### PROBLEM TO SOLVE
Return the stretch from "By accepting the suggestion of" through "(or hilarity—or both).", word for word, from the post on the Cupertino effect below.
## Start PASSAGE GIVEN
Data Quality and the Cupertino Effect
Jim Harris in
Books,
Data Quality,
Debates tagged
Accuracy,
Best of 2010,
Danette McGilvray
Thursday, July 15, 2010 at 3:00AM The Cupertino Effect can occur when you accept the suggestion of a spellchecker program, which was attempting to assist you with a misspelled word (or what it “thinks” is a misspelling because it cannot find an exact match for the word in its dictionary).
Although the suggestion (or in most cases, a list of possible words is suggested) is indeed spelled correctly, it might not be the word you were trying to spell, and in some cases, by accepting the suggestion, you create a contextually inappropriate result.
It’s called the “Cupertino” effect because with older programs the word “cooperation” was only listed in the spellchecking dictionary in hyphenated form (i.e., “co-operation”), making the spellchecker suggest “Cupertino” (i.e., the California city and home of the worldwide headquarters of Apple, Inc., thereby essentially guaranteeing it to be in all spellchecking dictionaries).
By accepting the suggestion of a spellchecker program (and if there’s only one suggested word listed, don’t we always accept it?), a sentence where we intended to write something like:
“Cooperation is vital to our mutual success.”
Becomes instead:
“Cupertino is vital to our mutual success.”
And then confusion ensues (or hilarity—or both).
Beyond being a data quality issue for unstructured data (e.g., documents, e-mail messages, blog posts, etc.), the Cupertino Effect reminded me of the accuracy versus context debate.
“Data quality is primarily about context not accuracy...”
## End PASSAGE GIVEN
## Start DATASET CONTENT
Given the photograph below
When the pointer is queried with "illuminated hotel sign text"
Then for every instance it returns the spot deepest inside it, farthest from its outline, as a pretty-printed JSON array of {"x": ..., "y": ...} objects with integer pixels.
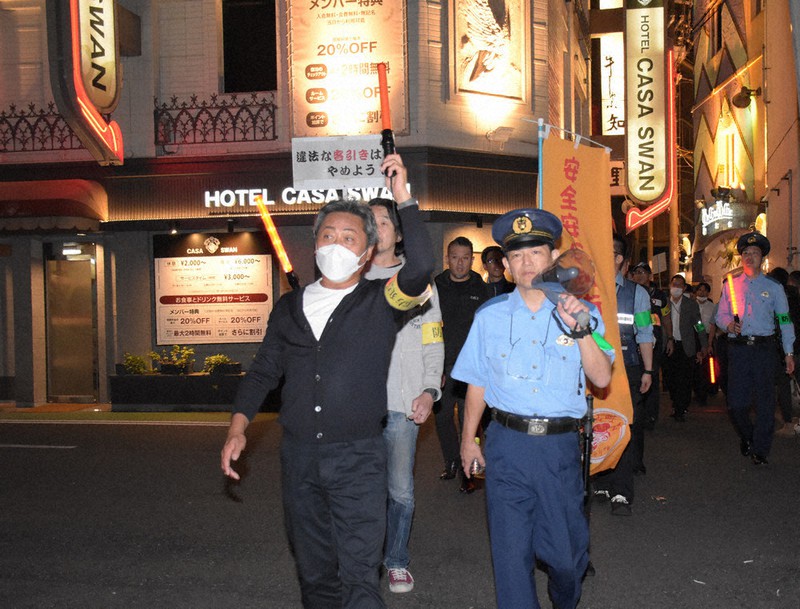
## End DATASET CONTENT
### CORRECT RESPONSE
By accepting the suggestion of a spellchecker program (and if there’s only one suggested word listed, don’t we always accept it?), a sentence where we intended to write something like:
“Cooperation is vital to our mutual success.”
Becomes instead:
“Cupertino is vital to our mutual success.”
And then confusion ensues (or hilarity—or both).